--- START Extracted material ---

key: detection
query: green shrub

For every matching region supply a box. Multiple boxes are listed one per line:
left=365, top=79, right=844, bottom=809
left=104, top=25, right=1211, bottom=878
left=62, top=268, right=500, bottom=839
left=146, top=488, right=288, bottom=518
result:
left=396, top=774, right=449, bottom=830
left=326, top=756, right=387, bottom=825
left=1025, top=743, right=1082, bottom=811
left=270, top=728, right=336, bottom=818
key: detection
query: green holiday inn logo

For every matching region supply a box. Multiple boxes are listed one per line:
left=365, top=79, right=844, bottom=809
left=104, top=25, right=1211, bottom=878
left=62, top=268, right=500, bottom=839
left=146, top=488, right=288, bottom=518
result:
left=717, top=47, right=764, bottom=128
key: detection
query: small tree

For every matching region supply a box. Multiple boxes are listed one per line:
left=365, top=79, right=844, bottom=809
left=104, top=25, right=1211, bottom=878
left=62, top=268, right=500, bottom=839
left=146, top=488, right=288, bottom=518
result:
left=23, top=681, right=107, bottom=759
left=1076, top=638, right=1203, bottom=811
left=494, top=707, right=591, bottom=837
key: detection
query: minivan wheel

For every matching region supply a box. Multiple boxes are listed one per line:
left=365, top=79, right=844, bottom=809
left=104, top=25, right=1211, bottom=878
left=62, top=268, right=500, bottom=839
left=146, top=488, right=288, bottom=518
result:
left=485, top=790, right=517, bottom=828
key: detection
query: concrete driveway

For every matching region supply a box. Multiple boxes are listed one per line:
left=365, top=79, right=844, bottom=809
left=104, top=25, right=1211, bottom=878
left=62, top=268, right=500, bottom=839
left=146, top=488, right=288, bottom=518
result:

--- END Extracted material ---

§ Written instruction
Rewrite the items above, substituting "qualifying area" for each occurrence of "matching region" and keeping every other line unchanged.

§ Response for this exercise
key: detection
query: green shrub

For every qualifying area supply a box. Multiple boxes are listed one per line:
left=365, top=79, right=844, bottom=809
left=104, top=25, right=1211, bottom=878
left=62, top=268, right=500, bottom=839
left=146, top=488, right=288, bottom=518
result:
left=396, top=774, right=449, bottom=830
left=326, top=756, right=387, bottom=825
left=1025, top=743, right=1082, bottom=811
left=270, top=728, right=336, bottom=818
key: detection
query: green holiday inn logo

For every qualifying area supply a box. Multiple boxes are listed one per line:
left=365, top=79, right=844, bottom=809
left=104, top=25, right=1211, bottom=878
left=62, top=268, right=500, bottom=839
left=146, top=488, right=288, bottom=518
result:
left=717, top=47, right=764, bottom=128
key: detection
query: small tree

For every qualifying area supply a box. Multiple boxes are listed one per line:
left=365, top=79, right=844, bottom=809
left=104, top=25, right=1211, bottom=878
left=62, top=268, right=500, bottom=839
left=146, top=488, right=288, bottom=518
result:
left=23, top=681, right=107, bottom=759
left=1076, top=638, right=1203, bottom=811
left=494, top=707, right=591, bottom=837
key: detection
query: minivan wheel

For every qualifying area supply a box. Multiple boxes are listed one per line:
left=365, top=79, right=844, bottom=809
left=104, top=25, right=1211, bottom=878
left=62, top=268, right=500, bottom=839
left=146, top=488, right=288, bottom=518
result:
left=485, top=790, right=517, bottom=828
key: detection
query: concrete driveway

For every qualifying area supply a box. Multiple boxes are listed one per line:
left=365, top=79, right=844, bottom=809
left=104, top=25, right=1211, bottom=878
left=62, top=268, right=500, bottom=839
left=146, top=488, right=288, bottom=518
result:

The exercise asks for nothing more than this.